(Referring expression pointing data)
┌──

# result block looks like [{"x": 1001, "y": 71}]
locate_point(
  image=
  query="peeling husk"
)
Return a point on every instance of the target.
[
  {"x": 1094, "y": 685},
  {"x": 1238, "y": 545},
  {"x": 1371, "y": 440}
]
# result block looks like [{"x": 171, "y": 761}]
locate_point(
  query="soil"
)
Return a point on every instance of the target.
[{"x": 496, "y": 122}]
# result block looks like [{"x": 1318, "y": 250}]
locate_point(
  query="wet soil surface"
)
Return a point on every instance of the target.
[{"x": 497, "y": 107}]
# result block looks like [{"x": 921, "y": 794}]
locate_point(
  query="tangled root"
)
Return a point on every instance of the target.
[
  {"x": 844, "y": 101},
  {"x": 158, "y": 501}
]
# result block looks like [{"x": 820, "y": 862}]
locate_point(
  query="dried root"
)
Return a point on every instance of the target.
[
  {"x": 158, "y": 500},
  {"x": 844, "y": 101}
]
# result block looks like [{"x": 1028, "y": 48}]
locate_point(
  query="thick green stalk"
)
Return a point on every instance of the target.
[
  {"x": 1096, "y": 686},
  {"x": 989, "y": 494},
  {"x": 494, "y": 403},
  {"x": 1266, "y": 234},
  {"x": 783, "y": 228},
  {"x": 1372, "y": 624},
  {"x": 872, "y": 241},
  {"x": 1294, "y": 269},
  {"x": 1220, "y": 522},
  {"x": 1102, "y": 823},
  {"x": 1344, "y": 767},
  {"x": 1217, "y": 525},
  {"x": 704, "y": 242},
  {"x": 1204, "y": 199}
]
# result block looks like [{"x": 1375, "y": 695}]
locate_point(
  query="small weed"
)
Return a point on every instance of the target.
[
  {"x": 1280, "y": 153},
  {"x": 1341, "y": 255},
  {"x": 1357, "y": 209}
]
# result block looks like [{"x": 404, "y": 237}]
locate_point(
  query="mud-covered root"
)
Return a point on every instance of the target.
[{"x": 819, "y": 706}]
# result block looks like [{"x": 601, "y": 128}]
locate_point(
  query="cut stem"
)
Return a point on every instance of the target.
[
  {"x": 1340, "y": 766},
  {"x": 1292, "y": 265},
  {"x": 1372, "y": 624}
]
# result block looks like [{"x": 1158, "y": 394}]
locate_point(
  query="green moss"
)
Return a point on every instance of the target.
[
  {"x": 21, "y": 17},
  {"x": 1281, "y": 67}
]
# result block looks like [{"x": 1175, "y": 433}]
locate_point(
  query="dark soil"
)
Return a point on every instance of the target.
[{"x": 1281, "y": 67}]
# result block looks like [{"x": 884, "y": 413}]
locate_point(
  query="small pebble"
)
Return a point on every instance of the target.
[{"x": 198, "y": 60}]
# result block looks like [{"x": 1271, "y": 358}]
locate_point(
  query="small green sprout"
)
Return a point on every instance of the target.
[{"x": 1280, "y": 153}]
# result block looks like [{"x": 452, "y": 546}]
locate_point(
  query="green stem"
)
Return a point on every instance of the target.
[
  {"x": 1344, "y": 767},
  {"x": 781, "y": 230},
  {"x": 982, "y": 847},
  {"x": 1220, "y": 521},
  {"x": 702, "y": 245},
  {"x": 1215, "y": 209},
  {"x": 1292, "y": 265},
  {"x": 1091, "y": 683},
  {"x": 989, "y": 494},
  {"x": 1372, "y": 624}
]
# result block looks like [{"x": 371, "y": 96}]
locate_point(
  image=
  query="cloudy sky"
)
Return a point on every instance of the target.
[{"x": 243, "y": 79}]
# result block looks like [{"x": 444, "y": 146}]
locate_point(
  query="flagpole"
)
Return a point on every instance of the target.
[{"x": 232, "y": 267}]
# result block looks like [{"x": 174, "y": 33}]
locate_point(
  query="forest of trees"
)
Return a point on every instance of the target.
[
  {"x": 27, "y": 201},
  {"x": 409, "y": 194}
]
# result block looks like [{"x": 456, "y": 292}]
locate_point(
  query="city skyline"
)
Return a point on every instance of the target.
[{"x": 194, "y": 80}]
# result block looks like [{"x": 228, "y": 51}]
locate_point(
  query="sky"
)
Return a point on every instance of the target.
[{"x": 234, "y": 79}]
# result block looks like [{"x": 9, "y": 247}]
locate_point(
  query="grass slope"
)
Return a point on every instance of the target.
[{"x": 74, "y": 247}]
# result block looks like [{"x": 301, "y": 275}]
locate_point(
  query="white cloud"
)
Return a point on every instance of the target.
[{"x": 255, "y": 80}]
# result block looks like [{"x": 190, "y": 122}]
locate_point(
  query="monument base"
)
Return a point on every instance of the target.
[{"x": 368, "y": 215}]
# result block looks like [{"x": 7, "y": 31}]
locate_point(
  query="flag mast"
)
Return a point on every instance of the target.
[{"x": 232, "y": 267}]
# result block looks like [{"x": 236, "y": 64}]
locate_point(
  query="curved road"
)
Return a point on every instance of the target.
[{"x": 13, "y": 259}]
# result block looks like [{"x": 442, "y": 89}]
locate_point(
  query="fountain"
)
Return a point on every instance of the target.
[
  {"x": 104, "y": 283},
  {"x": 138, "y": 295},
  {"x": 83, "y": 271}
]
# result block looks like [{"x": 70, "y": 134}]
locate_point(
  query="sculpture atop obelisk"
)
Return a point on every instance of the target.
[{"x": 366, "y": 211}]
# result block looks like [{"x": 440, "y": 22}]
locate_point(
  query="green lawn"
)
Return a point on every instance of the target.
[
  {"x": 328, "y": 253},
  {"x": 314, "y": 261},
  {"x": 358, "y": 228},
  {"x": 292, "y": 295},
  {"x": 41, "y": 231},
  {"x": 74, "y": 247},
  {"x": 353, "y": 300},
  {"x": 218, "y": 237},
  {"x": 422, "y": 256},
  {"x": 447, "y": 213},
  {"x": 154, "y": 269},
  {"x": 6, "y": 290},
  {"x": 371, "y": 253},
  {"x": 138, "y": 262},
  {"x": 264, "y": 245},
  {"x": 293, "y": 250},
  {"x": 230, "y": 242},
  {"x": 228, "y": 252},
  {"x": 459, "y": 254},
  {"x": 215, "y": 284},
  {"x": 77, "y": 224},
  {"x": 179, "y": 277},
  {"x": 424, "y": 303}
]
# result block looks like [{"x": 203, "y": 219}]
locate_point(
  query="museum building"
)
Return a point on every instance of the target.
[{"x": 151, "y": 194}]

└──

Filter the entries down to the lines holding the string "root". Copy each of those lines.

Answer:
  query="tangled root"
  query="dried root"
  query="mud-covered root"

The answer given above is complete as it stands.